BEGIN
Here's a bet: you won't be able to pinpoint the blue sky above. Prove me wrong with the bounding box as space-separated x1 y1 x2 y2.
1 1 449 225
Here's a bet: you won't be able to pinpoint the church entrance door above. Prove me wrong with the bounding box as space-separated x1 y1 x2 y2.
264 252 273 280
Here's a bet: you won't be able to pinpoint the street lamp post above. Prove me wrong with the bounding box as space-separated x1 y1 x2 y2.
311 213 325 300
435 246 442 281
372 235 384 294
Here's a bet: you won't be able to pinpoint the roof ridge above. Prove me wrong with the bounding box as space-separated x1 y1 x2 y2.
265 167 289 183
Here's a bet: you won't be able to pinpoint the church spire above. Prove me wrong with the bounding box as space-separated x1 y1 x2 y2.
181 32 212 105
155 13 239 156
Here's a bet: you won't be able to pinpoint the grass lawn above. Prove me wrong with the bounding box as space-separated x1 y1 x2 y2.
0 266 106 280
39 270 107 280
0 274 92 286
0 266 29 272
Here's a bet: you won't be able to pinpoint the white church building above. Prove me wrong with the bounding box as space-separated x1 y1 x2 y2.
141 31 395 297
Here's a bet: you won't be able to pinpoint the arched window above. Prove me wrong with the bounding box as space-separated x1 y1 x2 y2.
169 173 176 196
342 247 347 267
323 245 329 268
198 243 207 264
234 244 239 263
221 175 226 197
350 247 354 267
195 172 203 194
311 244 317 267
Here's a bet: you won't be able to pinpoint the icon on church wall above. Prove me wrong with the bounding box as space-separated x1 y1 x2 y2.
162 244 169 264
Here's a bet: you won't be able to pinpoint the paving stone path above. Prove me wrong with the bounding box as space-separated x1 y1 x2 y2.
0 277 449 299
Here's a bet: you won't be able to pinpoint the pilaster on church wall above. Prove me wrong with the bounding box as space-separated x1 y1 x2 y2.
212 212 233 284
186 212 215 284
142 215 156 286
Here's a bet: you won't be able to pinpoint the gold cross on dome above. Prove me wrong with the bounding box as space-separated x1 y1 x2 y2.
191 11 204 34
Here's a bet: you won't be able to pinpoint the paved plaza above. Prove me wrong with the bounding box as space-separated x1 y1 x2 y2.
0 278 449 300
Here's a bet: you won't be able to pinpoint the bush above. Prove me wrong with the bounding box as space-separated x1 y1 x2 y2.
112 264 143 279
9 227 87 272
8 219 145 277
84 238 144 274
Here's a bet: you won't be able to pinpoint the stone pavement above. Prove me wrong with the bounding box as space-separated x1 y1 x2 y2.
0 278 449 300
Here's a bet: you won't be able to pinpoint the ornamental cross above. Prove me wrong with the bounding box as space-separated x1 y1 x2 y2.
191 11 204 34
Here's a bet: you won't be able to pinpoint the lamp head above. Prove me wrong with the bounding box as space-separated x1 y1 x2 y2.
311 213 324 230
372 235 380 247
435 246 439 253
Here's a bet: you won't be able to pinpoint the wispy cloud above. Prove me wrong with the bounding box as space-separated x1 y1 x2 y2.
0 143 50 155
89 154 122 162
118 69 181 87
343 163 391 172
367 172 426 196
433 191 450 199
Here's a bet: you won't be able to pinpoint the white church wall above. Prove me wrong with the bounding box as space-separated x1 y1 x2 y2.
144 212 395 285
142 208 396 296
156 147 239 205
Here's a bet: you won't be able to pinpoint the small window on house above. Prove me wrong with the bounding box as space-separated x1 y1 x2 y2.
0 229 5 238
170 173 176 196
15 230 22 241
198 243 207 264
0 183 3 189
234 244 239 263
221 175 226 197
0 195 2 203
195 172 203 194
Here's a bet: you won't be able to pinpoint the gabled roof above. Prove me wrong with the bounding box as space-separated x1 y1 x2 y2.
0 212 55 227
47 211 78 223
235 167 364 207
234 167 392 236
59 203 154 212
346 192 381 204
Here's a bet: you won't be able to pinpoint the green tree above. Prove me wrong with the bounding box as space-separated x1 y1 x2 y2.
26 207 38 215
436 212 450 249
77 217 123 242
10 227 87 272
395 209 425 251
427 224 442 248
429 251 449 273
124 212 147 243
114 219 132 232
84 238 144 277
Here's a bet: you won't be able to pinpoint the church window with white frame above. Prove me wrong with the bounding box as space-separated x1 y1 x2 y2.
END
What you have to do => From the first line to the last, return the data above exactly.

Exercise solution =>
Here's a bet: you won't be able to pinpoint the blue sky above. Prove me wrong with the bounding box as space-separated x1 y1 x2 y2.
1 1 449 225
Here's a bet: you won't be able to pinpoint the church entrance door above. Prove me wrong with the bounding box as space-separated x1 y1 x2 y2.
264 252 273 280
Here's a bet: you won't be able to pinpoint the street lamp post above. Prove me wrong with the bounding box as space-separated x1 y1 x2 y2.
311 213 325 300
435 246 442 281
372 235 384 294
Here's a bet: you won't be able to pinpoint the roof ridge above. Prove me wrong with the bounding box as space-separated x1 y1 x2 y2.
265 167 289 183
Here's a bet: you won't be able to pinpoint the church spire above. Prove me wrong with the bounding box as space-separated x1 y1 x2 y2.
181 32 212 105
155 13 239 156
Here's a bet: you won't be able to pinpoint the grass lawn above. Prove me wrong with the bounding box as space-separated x1 y1 x2 y2.
0 266 106 280
39 270 107 280
0 274 92 286
0 266 29 272
Here's a bet: you won't be able to pinpoint the white church building above. Prove me wrong with the bounding box as space-separated x1 y1 x2 y2.
141 31 395 297
Here's a bet: you won't be able to pinpoint the arched window above. Prove me wrong with the bounding box as space-separated x1 y1 x2 y2.
169 173 176 196
342 247 347 267
323 245 329 268
198 243 207 264
234 244 239 263
221 175 226 197
350 247 354 267
195 172 203 194
311 244 317 267
Here's a bet: you won't be able to pinpoint the icon on church wall above. Prove me wrong with the bounding box as space-separated x1 y1 x2 y2.
162 244 169 264
Here's a bet: you won't be able to pinpoint the paving stone path above. Prove me wrong with the bounding box as space-separated x1 y1 x2 y2.
0 277 449 299
Here's a bet: you won't be able to pinpoint the pilaster on church wall above. Prove me wrong with the bounding box as space-separated x1 y1 x2 y2.
212 212 233 284
186 212 215 284
142 215 156 286
Here's a bet: you won't be able to pinpoint the gold cross on dome above. Prove me wrong with the bounding box as space-separated x1 y1 x2 y2.
191 11 204 34
Here's a bet: you won't be able to pinpoint the paved plaza above. Prove me wrong with the bounding box as space-separated x1 y1 x2 y2.
0 278 449 300
Here's a bet: you won't be able to pinpoint the bush above. Prove me wrong with the bounding box as space-separated x1 y1 x2 y2.
112 264 143 279
9 227 87 272
8 219 145 277
84 238 144 274
Here's a bet: you won't be able to pinpoint the stone pavement above. Prove me wrong with the bounding box as space-separated x1 y1 x2 y2.
0 278 449 300
Here's a bet: you won't be able to pinpoint the ornamental cross above. Prove me wrong with the bounding box as space-separated x1 y1 x2 y2.
191 11 204 34
Here's a bet: you won't be able to pinpoint the lamp head above. Prove me wrong with the bounding box as space-separated x1 y1 x2 y2.
311 213 324 230
372 235 380 247
435 246 439 253
Here's a bet: you won't be able to pinpoint the wispy cloud above. Prove me wrong with the bounding box as space-separated x1 y1 x2 y2.
0 143 50 155
89 154 122 162
118 69 181 87
343 163 391 172
367 172 426 196
433 191 450 199
Here's a bet: you won't be able to pinpoint the white church wall above. Prove me wrong with the bounding box as space-separated x1 y1 x2 y2.
144 212 395 285
142 208 396 296
156 147 239 205
Here's a bet: you won't be able to pinpoint the small window on house above. Prove me wrong with the bounding box as space-separated x1 y1 x2 y2.
0 229 5 238
170 173 176 196
15 230 22 241
198 243 207 264
0 183 3 189
234 244 239 263
221 175 226 197
0 195 2 203
195 172 203 194
Here's a bet: you won't be able to pinpoint the gabled roof above. Prove me wrong with the bounding box as space-separated x1 y1 x2 y2.
0 212 55 227
47 211 78 223
235 167 364 207
234 167 392 236
59 203 154 212
346 192 381 204
Here's a bet: you won't be able to pinpoint the green tree above. Prove me wrong with the bounding box as space-separated x1 y1 x2 y2.
26 207 38 215
436 212 450 249
77 217 123 242
10 227 87 272
395 209 425 251
427 224 442 248
429 251 449 273
124 212 147 243
114 219 132 232
84 238 144 277
Here's a bet: you won't be able to pinpoint the church window with white frame above. Prove me wrong with the bounding box as space-separated x1 y1 x2 y2.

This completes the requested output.